▶ _DATA PROVIDED_
□ □ □
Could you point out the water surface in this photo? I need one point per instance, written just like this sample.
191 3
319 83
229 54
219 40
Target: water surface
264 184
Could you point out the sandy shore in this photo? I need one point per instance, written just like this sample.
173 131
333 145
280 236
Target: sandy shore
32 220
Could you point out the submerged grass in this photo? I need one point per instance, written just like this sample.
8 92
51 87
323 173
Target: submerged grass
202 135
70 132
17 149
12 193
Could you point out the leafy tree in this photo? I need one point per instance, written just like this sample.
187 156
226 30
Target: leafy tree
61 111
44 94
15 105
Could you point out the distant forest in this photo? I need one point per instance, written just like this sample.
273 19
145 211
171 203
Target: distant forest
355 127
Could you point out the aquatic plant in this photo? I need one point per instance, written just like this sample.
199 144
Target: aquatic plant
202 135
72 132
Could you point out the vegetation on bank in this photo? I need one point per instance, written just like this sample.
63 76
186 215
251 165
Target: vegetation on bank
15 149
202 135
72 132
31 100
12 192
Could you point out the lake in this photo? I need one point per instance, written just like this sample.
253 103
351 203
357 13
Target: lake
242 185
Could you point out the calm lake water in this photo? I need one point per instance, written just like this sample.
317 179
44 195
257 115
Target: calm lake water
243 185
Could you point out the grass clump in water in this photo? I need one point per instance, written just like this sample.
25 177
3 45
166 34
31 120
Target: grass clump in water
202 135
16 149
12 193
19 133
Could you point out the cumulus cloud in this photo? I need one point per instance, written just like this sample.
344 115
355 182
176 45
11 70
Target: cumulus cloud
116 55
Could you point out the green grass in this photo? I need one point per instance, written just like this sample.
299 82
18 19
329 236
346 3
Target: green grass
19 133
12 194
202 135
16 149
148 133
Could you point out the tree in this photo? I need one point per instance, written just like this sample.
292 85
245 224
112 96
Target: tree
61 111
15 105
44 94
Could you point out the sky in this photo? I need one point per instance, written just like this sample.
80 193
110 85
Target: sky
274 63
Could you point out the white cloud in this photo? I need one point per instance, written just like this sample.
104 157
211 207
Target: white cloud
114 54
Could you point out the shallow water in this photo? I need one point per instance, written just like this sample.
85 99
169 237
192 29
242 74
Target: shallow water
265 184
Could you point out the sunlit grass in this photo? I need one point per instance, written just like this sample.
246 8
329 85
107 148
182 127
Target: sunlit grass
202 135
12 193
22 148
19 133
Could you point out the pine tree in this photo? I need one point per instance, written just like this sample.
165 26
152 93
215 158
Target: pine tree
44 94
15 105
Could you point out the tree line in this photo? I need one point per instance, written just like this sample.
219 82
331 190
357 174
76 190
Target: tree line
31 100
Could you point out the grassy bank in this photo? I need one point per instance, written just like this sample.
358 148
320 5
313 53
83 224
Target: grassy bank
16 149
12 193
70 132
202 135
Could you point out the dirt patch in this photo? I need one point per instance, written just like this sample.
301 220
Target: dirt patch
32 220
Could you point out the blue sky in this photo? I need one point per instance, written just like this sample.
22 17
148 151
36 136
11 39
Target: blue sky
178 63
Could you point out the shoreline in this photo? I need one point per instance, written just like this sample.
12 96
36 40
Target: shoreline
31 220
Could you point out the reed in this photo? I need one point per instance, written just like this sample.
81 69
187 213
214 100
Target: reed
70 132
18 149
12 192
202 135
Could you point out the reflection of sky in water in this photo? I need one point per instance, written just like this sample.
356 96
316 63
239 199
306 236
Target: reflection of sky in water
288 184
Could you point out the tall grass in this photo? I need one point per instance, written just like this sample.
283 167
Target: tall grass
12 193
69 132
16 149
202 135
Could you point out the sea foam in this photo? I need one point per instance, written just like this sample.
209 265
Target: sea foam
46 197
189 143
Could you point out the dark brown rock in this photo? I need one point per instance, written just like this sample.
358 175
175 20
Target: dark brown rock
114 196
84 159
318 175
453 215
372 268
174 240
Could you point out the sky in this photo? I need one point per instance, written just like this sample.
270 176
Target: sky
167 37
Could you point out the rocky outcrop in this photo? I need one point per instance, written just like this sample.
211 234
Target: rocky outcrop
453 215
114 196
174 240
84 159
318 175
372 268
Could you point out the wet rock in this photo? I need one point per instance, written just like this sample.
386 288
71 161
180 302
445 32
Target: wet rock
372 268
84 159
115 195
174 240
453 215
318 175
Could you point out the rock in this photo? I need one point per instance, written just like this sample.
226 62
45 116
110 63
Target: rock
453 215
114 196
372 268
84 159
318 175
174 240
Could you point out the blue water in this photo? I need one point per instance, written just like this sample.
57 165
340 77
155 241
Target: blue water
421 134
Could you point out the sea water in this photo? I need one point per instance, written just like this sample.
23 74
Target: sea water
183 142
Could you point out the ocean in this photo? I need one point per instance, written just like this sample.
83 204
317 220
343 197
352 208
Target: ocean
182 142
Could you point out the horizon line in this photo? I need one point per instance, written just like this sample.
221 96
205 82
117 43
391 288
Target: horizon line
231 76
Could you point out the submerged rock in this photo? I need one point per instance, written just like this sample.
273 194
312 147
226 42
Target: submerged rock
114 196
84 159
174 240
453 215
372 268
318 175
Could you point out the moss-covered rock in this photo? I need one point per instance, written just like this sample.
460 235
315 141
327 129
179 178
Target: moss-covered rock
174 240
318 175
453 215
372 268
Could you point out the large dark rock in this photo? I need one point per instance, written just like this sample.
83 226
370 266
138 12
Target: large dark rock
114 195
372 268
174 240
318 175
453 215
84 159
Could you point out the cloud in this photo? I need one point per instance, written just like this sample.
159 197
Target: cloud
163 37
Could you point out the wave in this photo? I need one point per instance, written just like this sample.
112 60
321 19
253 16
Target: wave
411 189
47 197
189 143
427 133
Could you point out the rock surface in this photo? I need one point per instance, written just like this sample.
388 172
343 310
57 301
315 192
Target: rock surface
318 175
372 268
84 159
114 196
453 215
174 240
□ □ □
▶ _WHAT TO WORK ON_
Each line in the listing needs to be copied exactly.

▶ _THE ANSWER_
Could you point out the water surface in this photo? I need one point per instance, written just like this sample.
191 3
319 83
229 54
219 40
Target: water surface
264 184
Could you point out the sandy shore in this photo? I need one point per instance, written just like this sample.
173 131
333 145
280 236
Target: sandy shore
32 220
Could you point out the submerged grass in this photo? I need one point per instance, written just like this sample.
8 92
51 87
323 173
Target: submerged grass
202 135
70 132
17 149
12 193
Could you point out the leafy tree in this photo? I need one point per instance, written just like this sample.
187 156
226 30
Target: leafy tree
61 111
44 94
15 105
Could you point out the distant forest in this photo? I need one point per instance, written just like this sample.
273 19
145 211
171 203
Target: distant forest
355 127
Could you point out the aquatic plant in this photo? I need one point per instance, written just like this sample.
199 144
Target: aquatic plant
202 135
72 132
Could you point out the vegetation on bank in this photo? I need one point per instance, written just like this sample.
63 76
186 215
251 165
Target: vegetation on bank
15 149
202 135
72 132
31 100
12 192
Could you point out the lake in this photo? I need one point per instance, written just like this sample.
253 103
351 203
357 13
Target: lake
242 185
Could you point out the calm lake water in this photo? I need one point per instance, written just like this sample.
317 179
44 195
257 115
Target: calm lake water
243 185
Could you point out the grass clump in water in this photo? I need one point per instance, written just like this sample.
25 177
3 45
166 34
31 120
Target: grass clump in water
202 135
16 149
12 193
19 133
Could you point out the cumulus cloud in this photo? I need one point per instance, written just like this sample.
344 115
355 182
176 45
11 70
Target: cumulus cloud
116 55
Could you point out the green grass in this photo? I need one point per instance, written just like this sample.
299 82
18 19
329 236
346 3
Target: green grass
19 133
12 194
202 135
16 149
148 133
Could you point out the tree in this photo? I need one point per instance, written just like this sample.
292 85
245 224
112 96
Target: tree
61 111
15 105
44 94
Could you point out the sky in this photo? I need one point per instance, written just like this sample.
80 193
110 85
Target: sky
274 63
Could you point out the white cloud in this photo? I need one point per instance, written just like this sample.
104 157
211 207
Target: white cloud
114 54
Could you point out the shallow water in this photo? I need one point per instance, written just like this sample.
85 99
169 237
192 29
242 74
Target: shallow water
265 184
Could you point out the sunlit grass in this photo? I need one point per instance, written just like this sample.
246 8
329 85
107 148
182 127
Target: sunlit grass
202 135
12 193
22 148
19 133
Could you point out the pine tree in this photo? I need one point per instance, written just like this sample.
165 26
152 93
215 158
Target: pine tree
44 94
15 105
Could you point out the tree line in this photo? I need one point per instance, written just like this sample.
219 82
331 190
357 174
76 190
Target: tree line
31 100
Could you point out the grassy bank in this photo? I need one point per instance, written just like this sample.
358 148
320 5
313 53
83 224
Target: grassy bank
16 149
12 193
70 132
202 135
Could you point out the dirt patch in this photo? I need one point per instance, written just like this sample.
301 220
Target: dirt patch
32 220
Could you point out the blue sky in this photo? I need one point per instance, written just like this sample.
22 17
148 151
36 136
11 39
Target: blue sky
178 63
Could you point out the shoreline in this photo? I need one point per instance, written just like this sample.
12 96
36 40
Target: shoreline
31 220
Could you point out the reed in this photo? I need one point per instance, written just like this sample.
81 69
187 213
214 100
Target: reed
70 132
18 149
12 192
202 135
Could you point out the reflection of sky in water in this photo? I need one point per instance, written just like this sample.
356 96
316 63
239 199
306 236
Target: reflection of sky in water
288 184
Could you point out the tall grass in this photo? I need one point per instance, written just like this sample.
283 167
Target: tall grass
12 193
69 132
16 149
202 135
Could you point out the sea foam in this photo? I need one point per instance, written just like this sample.
209 265
Target: sea foam
46 197
189 143
Could you point out the dark brown rock in this photo? I need one point per instance, written just like this sample.
358 175
175 20
Target: dark brown rock
114 196
84 159
318 175
453 215
372 268
174 240
Could you point out the sky in this photo? I need one point per instance, written just like this sample.
270 176
Target: sky
167 37
Could you point out the rocky outcrop in this photo? I need one point per instance, written just like this sample.
211 234
Target: rocky outcrop
453 215
114 196
174 240
84 159
318 175
372 268
Could you point out the wet rock in this photo? I need one point per instance, written just like this sample.
386 288
71 161
180 302
445 32
Target: wet rock
372 268
84 159
115 195
174 240
453 215
318 175
Could you point out the rock in this photo? I need one point per instance, written just like this sample.
226 62
45 116
110 63
Target: rock
453 215
114 196
372 268
84 159
318 175
174 240
Could you point out the blue water in this photo? I need one point per instance, written just like this sample.
57 165
340 77
155 241
Target: blue water
421 134
Could you point out the sea water in this photo? I need one point per instance, written just like this sample.
23 74
Target: sea water
183 142
Could you point out the ocean in this photo? I need one point per instance, written just like this sample.
83 204
317 220
343 197
352 208
Target: ocean
182 142
Could you point out the horizon line in this photo? I need one point per instance, written just like this sample.
221 96
205 82
117 43
391 288
Target: horizon line
231 76
Could you point out the submerged rock in this photo? I need one point per instance, written just like this sample.
273 194
312 147
226 42
Target: submerged rock
114 196
84 159
174 240
453 215
372 268
318 175
Could you point out the moss-covered rock in this photo? I need one point per instance, written just like this sample.
460 235
315 141
327 129
179 178
Target: moss-covered rock
174 240
318 175
453 215
372 268
Could you point out the large dark rock in this photo? I need one point per instance, written just like this sample.
83 226
370 266
138 12
Target: large dark rock
114 195
372 268
174 240
318 175
453 215
84 159
Could you point out the cloud in this photo? I need one point per instance, written just like this sample.
159 197
Target: cloud
163 37
Could you point out the wave in this photo? I need one point per instance, written just like this sample.
112 60
321 19
253 16
Target: wave
411 189
47 197
189 143
427 133
Could you point out the rock surface in this photo? I need one point per instance, written just like this sample.
388 172
343 310
57 301
315 192
Target: rock surface
318 175
372 268
84 159
114 196
453 215
174 240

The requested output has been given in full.